'''

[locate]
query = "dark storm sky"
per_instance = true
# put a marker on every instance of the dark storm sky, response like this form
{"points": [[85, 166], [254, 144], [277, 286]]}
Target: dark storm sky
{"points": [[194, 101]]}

'''

**Problem details**. A verbatim copy of every entry is needed.

**Exercise solution**.
[locate]
query = "dark storm sky"
per_instance = true
# put a marker on every instance of the dark storm sky, response like this form
{"points": [[85, 166], [254, 144], [277, 286]]}
Target: dark storm sky
{"points": [[194, 101]]}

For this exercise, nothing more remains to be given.